▶ **Exercise passage**:

Catastrophic Events Under Scrutiny
Todd Jirovec is a Dallas-based Principal with PwC Strategy& and has over twenty-five years of experience in strategy and operations consulting, particularly with electric and gas utilities, energy trading, and midstream gas companies. He currently leads the firm’s Power and Utilities strategy practice.
Hugh Le is a San Francisco-based Director with PwC Strategy& and has over ten years of experience in strategy and operations consulting. He has supported clients across utilities, power generation, renewable energy, and industrials. He leads engagements in asset and risk management, emergency planning and response, operating model design, capability maturity assessment, and risk-based investment planning.






Long before the COVID-19 pandemic, utilities faced an increasing number of catastrophic events. Hurricanes, storms, and wildfires still now increasingly grab headlines, with insured and uninsured losses increasingly setting records as well.
These incidents have the potential to cause massive disruptions to operations and customers, while attracting high levels of public and regulatory scrutiny. As the industry emerges from the initial onslaught of the COVID-19 crisis, it will likely need to address how it can ramp up its response to sudden, impactful events on the scale of a global pandemic or unusually catastrophic weather-related events. Toward this aim, regulators are requiring — and utilities are responding with — enhanced grid and pipeline resiliency programs to help fortify systems and reduce risk.

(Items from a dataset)
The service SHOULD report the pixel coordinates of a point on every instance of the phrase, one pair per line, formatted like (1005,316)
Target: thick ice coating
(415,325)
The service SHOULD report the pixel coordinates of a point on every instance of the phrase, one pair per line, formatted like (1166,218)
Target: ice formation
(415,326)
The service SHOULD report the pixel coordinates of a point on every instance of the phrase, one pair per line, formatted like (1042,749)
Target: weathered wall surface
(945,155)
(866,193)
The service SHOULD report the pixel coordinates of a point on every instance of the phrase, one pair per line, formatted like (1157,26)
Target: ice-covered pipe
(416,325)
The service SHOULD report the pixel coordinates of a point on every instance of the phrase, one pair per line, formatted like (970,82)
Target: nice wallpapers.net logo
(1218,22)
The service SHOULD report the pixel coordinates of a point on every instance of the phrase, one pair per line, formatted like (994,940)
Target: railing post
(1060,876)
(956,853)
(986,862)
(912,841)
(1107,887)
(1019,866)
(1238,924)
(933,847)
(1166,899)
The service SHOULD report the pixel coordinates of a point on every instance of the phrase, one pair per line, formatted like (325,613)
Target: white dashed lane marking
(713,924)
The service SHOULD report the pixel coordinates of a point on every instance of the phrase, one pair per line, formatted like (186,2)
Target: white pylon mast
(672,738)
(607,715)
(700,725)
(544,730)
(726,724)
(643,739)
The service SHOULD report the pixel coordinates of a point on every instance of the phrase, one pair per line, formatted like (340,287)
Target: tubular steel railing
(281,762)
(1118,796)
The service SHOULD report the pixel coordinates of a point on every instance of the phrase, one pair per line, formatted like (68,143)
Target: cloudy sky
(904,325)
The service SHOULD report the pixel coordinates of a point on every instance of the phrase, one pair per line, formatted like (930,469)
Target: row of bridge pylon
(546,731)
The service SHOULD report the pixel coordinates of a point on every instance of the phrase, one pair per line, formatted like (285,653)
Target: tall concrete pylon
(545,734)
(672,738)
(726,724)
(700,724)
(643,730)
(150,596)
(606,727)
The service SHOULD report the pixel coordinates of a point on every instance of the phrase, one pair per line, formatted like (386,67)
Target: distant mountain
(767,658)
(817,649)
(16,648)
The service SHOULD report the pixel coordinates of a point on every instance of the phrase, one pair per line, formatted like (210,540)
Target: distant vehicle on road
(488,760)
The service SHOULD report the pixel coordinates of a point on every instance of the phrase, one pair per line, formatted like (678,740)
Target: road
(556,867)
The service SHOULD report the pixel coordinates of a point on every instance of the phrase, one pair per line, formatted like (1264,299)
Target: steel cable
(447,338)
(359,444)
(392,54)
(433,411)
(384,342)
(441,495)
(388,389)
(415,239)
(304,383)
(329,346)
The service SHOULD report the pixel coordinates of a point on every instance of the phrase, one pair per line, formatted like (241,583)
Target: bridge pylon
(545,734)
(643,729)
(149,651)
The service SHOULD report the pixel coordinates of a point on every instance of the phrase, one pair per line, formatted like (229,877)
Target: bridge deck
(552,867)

▶ **Work task 1**: Rewrite the passage on catastrophic events, starting with "Catastrophic Events Under" and going on through "risk-based investment planning.", with "consulting" replaced by "advisory".
▶ **Work task 2**: According to the passage on catastrophic events, which practice does Todd Jirovec currently lead?

▶ **Expected output 1**:
Catastrophic Events Under Scrutiny
Todd Jirovec is a Dallas-based Principal with PwC Strategy& and has over twenty-five years of experience in strategy and operations advisory, particularly with electric and gas utilities, energy trading, and midstream gas companies. He currently leads the firm’s Power and Utilities strategy practice.
Hugh Le is a San Francisco-based Director with PwC Strategy& and has over ten years of experience in strategy and operations advisory. He has supported clients across utilities, power generation, renewable energy, and industrials. He leads engagements in asset and risk management, emergency planning and response, operating model design, capability maturity assessment, and risk-based investment planning.

▶ **Expected output 2**: He leads the Power and Utilities strategy practice at PwC Strategy&.